(Beginning of Provided passage)

To develop a method that allows identification of the time to full clinically manifest effect of multiple sclerosis (MS) treatments (‘therapeutic lag’) on clinical disease activity.

Background:

In MS, treatment start or switch is prompted by evidence of disease activity, often presenting as relapses or disability progression.  Whilst immunomodulatory therapies reduce disease activity, the time required to attain maximal effect is unclear. 

Design/Methods:

Data from MSBase, a multinational MS registry, and OFSEP, the French national registry, were used.  Patients diagnosed with MS, minimum 1-year exposure to MS treatment, minimum 3-year pre-treatment follow up and yearly review were included in the analysis.  For analysis of disability progression, all events in the subsequent 5-year period were included in the analysis.  Density curves, representing incidence of relapses and 6-month confirmed progression events, were separately constructed for each sufficiently represented therapy.  Monte Carlo simulations were performed to identify the first local minimum of the first derivative after treatment start. This point represents the point of stabilisation of treatment effect, after the maximum treatment effect was observed.  The method was developed using MSBase, and externally validated in OFSEP.  A merged MSBase-OFSEP cohort was used for all subsequent analyses.

(End of Provided passage)
(Beginning of Records supplied)

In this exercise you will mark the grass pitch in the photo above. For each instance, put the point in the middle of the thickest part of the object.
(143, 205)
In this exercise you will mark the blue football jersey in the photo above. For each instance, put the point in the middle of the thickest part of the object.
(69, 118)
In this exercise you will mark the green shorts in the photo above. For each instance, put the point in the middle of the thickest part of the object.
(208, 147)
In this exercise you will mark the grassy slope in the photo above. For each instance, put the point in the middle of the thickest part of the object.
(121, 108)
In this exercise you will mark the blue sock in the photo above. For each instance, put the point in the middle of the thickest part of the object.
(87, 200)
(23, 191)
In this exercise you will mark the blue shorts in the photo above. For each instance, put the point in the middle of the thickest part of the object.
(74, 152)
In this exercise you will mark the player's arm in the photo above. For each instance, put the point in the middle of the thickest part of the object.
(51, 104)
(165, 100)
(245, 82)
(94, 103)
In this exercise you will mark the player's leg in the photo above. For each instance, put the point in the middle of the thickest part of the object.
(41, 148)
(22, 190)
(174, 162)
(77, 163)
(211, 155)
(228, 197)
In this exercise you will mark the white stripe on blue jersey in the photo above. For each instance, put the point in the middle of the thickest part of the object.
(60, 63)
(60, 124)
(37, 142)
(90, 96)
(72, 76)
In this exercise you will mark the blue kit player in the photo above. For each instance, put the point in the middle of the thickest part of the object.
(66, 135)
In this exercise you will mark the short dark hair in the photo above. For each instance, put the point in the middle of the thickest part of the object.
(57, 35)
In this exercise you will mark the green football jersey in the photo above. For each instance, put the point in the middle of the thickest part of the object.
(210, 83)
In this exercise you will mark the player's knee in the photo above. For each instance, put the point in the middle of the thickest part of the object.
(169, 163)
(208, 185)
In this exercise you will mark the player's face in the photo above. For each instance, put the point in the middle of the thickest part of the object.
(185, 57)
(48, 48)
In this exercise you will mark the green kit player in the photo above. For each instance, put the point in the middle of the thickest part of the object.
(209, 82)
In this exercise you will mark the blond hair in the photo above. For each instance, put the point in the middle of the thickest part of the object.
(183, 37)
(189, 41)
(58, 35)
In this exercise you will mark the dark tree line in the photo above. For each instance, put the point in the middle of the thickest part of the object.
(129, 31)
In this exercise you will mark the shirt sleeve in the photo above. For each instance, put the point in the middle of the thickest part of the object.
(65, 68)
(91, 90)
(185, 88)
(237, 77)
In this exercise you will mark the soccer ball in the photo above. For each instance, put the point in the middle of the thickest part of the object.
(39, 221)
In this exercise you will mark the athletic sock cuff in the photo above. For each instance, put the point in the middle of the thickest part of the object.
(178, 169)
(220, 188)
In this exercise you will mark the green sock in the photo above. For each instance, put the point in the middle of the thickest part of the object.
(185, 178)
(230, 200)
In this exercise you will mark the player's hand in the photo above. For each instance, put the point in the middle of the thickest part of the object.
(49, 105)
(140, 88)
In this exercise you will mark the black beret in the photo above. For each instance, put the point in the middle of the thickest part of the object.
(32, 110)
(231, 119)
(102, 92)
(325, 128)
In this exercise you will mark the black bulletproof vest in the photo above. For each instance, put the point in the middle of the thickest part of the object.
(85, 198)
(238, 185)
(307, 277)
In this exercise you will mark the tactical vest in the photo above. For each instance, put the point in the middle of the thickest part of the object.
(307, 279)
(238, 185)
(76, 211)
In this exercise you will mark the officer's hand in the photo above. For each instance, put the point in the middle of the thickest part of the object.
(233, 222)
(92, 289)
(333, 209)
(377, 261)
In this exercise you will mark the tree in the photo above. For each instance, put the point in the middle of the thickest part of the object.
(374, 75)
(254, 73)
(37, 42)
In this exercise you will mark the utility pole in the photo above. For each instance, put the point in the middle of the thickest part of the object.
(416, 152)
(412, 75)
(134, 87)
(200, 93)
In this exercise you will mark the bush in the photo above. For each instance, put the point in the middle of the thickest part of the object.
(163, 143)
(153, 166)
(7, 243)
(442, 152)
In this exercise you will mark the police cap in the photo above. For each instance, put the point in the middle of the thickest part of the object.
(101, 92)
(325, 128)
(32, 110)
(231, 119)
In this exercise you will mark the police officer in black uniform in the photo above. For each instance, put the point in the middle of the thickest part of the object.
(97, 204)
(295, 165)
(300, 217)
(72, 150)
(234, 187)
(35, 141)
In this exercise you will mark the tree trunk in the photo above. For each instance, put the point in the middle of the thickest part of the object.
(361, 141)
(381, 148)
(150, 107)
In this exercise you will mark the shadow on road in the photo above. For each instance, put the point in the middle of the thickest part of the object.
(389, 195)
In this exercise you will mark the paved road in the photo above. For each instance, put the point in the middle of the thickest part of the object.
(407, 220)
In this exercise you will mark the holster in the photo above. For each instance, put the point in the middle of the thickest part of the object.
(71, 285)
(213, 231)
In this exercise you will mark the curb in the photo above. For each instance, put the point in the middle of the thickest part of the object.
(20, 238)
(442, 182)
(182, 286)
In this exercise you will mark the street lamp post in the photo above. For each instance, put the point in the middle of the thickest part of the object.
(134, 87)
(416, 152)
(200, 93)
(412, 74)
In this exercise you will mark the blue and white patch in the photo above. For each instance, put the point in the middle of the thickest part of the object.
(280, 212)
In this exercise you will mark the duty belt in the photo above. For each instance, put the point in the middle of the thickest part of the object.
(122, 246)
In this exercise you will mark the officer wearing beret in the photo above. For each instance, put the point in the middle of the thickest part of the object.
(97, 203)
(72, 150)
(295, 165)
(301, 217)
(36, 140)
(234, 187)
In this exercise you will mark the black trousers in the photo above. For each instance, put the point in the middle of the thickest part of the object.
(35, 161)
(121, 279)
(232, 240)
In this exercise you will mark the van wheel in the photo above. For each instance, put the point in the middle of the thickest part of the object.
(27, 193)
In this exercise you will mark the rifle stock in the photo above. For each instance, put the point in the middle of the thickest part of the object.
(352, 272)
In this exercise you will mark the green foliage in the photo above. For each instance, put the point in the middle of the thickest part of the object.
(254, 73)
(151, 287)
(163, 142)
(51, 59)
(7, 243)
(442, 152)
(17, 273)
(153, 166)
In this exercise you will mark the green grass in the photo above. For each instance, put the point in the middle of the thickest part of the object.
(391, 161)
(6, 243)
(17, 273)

(End of Records supplied)

[Assignment]
Can you echo, verbatim, the portion of the multiple sclerosis treatment abstract that opens with the words containing "In MS, treatment" and closes with "effect is unclear."?

[Exercise output]
In MS, treatment start or switch is prompted by evidence of disease activity, often presenting as relapses or disability progression.  Whilst immunomodulatory therapies reduce disease activity, the time required to attain maximal effect is unclear.